#### [Prompt A]
In the passage on church worship music, what have people long said you must do to really know a church's theology?
#### [Prompt B]
Rewrite the paragraph beginning "It is into this slough of questions" from the passage on church worship music in a shorter form, keeping its main facts.

#### [Document excerpt]
• • • •
For many years people have said that if you really want to know a church’s theology, you need to listen to their music.

It is into this slough of questions that qualified men must wade. Pastors and elders must give themselves to their prophetic and shepherding tasks. Some of those men are knowledgeable about worship in the abstract but then have little practical knowledge of music and modest abilities to encourage God’s people in the work of worship. Trained musicians, on the other hand, may have spent years developing their ears and polishing their ability to perform but then lack the necessary heart to lead worship. They may know the musical semiotics of Bach’s counterpoint but lack any ability to lead cold-hearted worshippers to battle themselves by singing with faith.

What’s the solution? Is it to put already established pastors through musical training? In most cases, it’s too late for that. Who could take up guitar or piano when bearing the weight of a wife, three children, and the souls of a church? Should we be satisfied to suffer through and make a principle of banal and archaic settings of hymn and psalter texts so that we can merely complete what God requires of us, however coldly, and get to the parts of the service through which we can snooze lazily? Or, for the sake of connecting with those who visit the church, should we put the task of worship on the shoulders of some dude and his wife who for a few summers led campfire songs at a semi-Christian day camp? Should we settle for what we have or intentionally aim to reform the gathered-church’s task of glorifying God and enjoying Him forever?
• • • •
#### [Records]
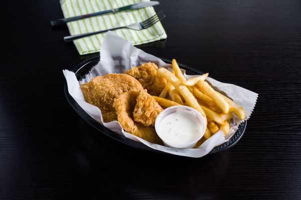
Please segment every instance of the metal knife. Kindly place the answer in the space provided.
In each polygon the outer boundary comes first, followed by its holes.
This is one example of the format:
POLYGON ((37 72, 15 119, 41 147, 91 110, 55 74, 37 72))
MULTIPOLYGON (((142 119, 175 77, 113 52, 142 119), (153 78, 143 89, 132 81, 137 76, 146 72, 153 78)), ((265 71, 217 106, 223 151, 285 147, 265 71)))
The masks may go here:
POLYGON ((91 17, 97 16, 101 15, 106 14, 110 13, 115 13, 119 11, 128 11, 130 10, 136 10, 142 9, 150 6, 154 6, 159 5, 159 2, 156 1, 152 1, 148 2, 142 2, 140 3, 132 4, 130 5, 125 6, 123 7, 118 8, 107 11, 100 11, 99 12, 91 13, 90 14, 84 15, 80 16, 72 17, 69 18, 60 19, 57 20, 54 20, 50 22, 51 26, 54 27, 55 26, 62 25, 69 22, 74 21, 78 20, 82 20, 91 17))

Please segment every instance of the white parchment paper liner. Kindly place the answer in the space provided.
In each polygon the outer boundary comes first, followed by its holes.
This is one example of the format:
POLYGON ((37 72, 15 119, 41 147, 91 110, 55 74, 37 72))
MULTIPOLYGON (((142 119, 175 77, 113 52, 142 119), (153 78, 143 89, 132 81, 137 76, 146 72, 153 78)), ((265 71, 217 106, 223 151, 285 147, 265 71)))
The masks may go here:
• • • •
#### [Result A]
You need to listen to the church's music.

#### [Result B]
Qualified men must work through these questions. Pastors and elders, devoted to prophetic and shepherding tasks, may understand worship in the abstract yet know little about music and have only modest ability to encourage God's people in worship. Trained musicians may have refined their ears and performance for years but lack the heart to lead worship. They may grasp the musical semiotics of Bach's counterpoint yet be unable to lead cold-hearted worshippers to battle themselves by singing with faith.